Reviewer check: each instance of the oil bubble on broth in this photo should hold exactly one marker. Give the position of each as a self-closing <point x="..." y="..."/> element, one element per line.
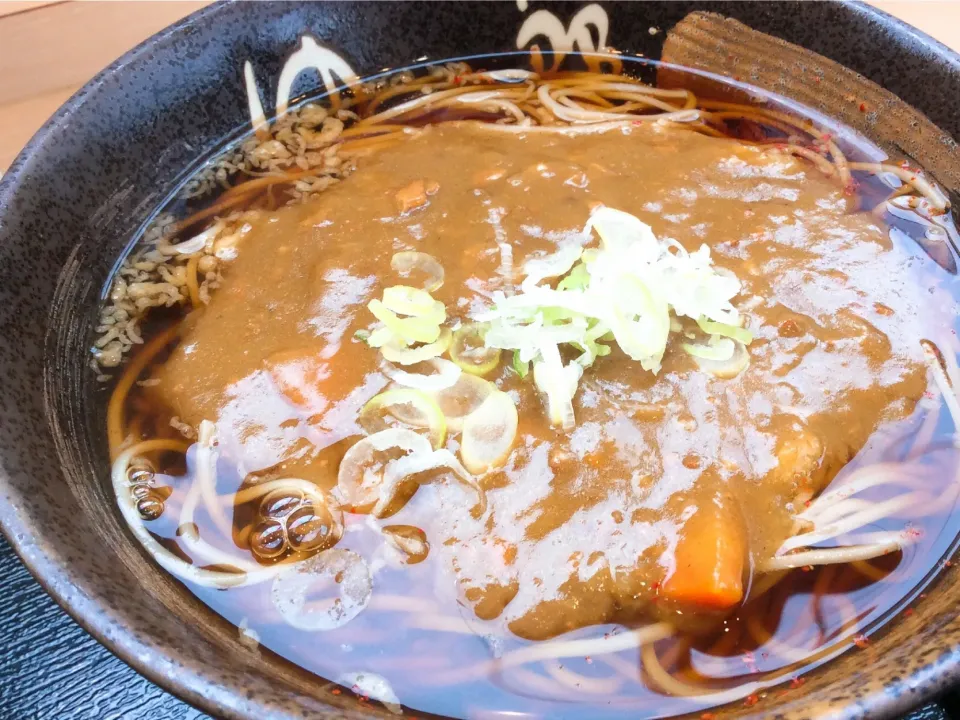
<point x="558" y="394"/>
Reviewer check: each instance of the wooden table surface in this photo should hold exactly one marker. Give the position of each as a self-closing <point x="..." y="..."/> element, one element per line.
<point x="44" y="59"/>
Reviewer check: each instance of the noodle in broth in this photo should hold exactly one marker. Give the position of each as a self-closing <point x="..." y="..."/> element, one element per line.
<point x="297" y="561"/>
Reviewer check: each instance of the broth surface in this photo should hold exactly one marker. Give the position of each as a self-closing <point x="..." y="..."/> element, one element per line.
<point x="582" y="527"/>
──────────────────────────────
_Written task_
Everything from the line containing "Reviewer check: each instance of the wooden" to the end of the data above should be quoted exactly, please, both ends included, and nothing outside that span.

_Answer to this exercise_
Reviewer check: each instance of the wooden table surface in this photo should hold exactly one marker. Give the position of each as a self-closing <point x="..." y="..."/> element, one element per line.
<point x="44" y="59"/>
Reviewer check: each instance of the noodle in broth in this photo should hold exactly one marker. Give the position of each as a self-closing <point x="..." y="..."/> element, one element per line.
<point x="297" y="561"/>
Reviewer check: each instance of the broth surface in this photo should hold exactly one marker. Give the position of each as a self-closing <point x="..." y="..."/> element, one element per line.
<point x="582" y="527"/>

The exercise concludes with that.